[Input data start]

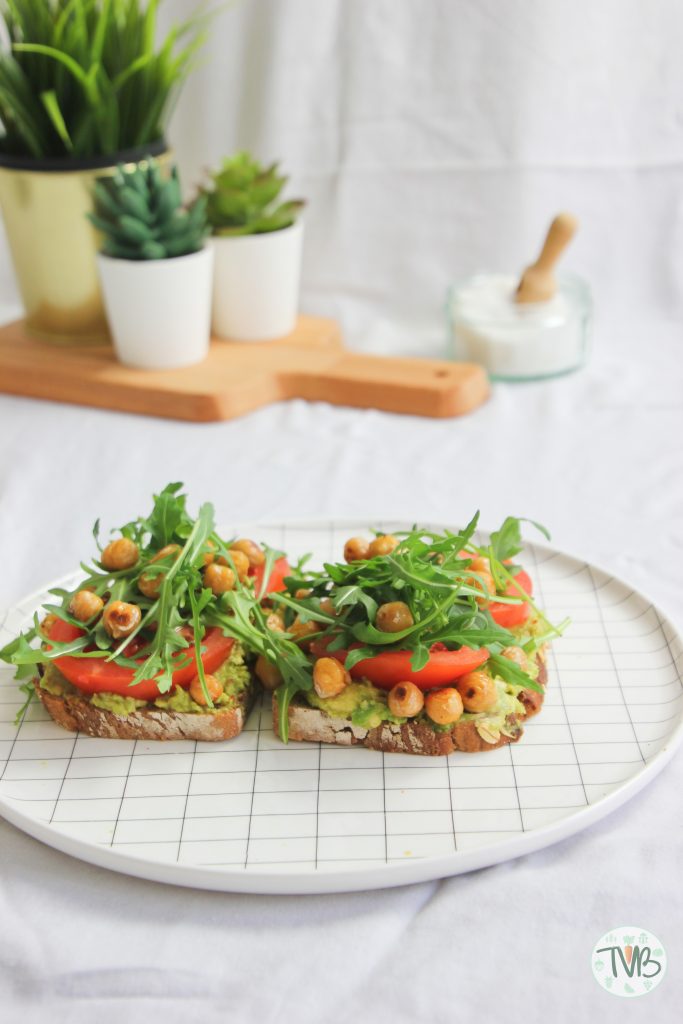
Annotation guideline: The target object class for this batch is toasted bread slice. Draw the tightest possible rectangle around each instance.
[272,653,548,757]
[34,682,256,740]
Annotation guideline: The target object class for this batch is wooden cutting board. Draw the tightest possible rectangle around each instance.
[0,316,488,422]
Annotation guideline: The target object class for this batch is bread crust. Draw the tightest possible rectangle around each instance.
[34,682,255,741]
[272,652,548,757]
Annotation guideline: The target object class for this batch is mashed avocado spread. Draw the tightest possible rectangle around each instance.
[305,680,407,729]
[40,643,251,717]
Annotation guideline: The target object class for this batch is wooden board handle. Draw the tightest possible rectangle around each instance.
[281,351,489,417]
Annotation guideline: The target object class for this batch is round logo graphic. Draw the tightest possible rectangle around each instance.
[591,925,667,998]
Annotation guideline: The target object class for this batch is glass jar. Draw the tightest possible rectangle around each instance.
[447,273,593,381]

[Input data end]
[Input data start]

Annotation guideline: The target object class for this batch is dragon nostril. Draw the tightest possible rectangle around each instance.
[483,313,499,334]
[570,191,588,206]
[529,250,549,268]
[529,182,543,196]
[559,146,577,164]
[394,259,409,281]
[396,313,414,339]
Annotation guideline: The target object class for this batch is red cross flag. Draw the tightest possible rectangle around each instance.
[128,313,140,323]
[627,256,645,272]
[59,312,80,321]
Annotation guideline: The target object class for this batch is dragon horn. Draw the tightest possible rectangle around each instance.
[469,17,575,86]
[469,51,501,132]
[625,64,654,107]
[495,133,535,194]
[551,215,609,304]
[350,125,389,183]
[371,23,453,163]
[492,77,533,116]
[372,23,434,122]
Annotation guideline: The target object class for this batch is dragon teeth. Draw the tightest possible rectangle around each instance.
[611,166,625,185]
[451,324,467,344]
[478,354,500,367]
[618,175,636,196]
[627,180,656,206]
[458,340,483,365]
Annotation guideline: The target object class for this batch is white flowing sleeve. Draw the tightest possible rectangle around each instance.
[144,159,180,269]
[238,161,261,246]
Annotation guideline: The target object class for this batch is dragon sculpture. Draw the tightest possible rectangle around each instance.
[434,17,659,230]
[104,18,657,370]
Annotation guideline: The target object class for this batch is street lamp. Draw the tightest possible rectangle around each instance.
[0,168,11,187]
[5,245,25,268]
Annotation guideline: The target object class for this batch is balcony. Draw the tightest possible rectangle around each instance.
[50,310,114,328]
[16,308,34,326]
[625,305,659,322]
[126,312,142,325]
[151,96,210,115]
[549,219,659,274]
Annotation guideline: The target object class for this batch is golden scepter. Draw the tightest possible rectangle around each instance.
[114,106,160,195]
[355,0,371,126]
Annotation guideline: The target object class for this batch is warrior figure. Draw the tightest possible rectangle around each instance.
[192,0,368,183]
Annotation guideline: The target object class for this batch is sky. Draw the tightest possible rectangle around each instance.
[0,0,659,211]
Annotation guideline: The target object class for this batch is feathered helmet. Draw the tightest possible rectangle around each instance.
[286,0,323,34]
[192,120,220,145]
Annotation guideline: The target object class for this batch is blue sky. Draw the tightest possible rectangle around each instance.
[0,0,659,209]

[Input data end]

*Problem*
Reproduce word for word the entries from the line with "batch is red" to the line with "[458,340,483,365]", including both of those lines.

*Expected output*
Annotation guideline: The target object class for this batch is red cross flag. Draw the tightest possible rectangle around each instance.
[128,313,140,323]
[627,256,645,272]
[59,312,80,321]
Annotation guideline: The target object class for this batch is dragon horn. Draw the tightest possible rectangle around each instance.
[469,17,575,86]
[469,51,501,132]
[625,64,654,107]
[495,133,535,194]
[551,215,609,304]
[350,125,389,183]
[371,23,453,163]
[492,77,533,116]
[372,23,434,122]
Annotation guideline: The target object class for this batch is dragon teeth. Draw the tightest possible rectangle around each instance.
[611,166,625,185]
[451,324,467,344]
[478,354,500,367]
[618,175,636,196]
[627,180,656,206]
[458,340,483,365]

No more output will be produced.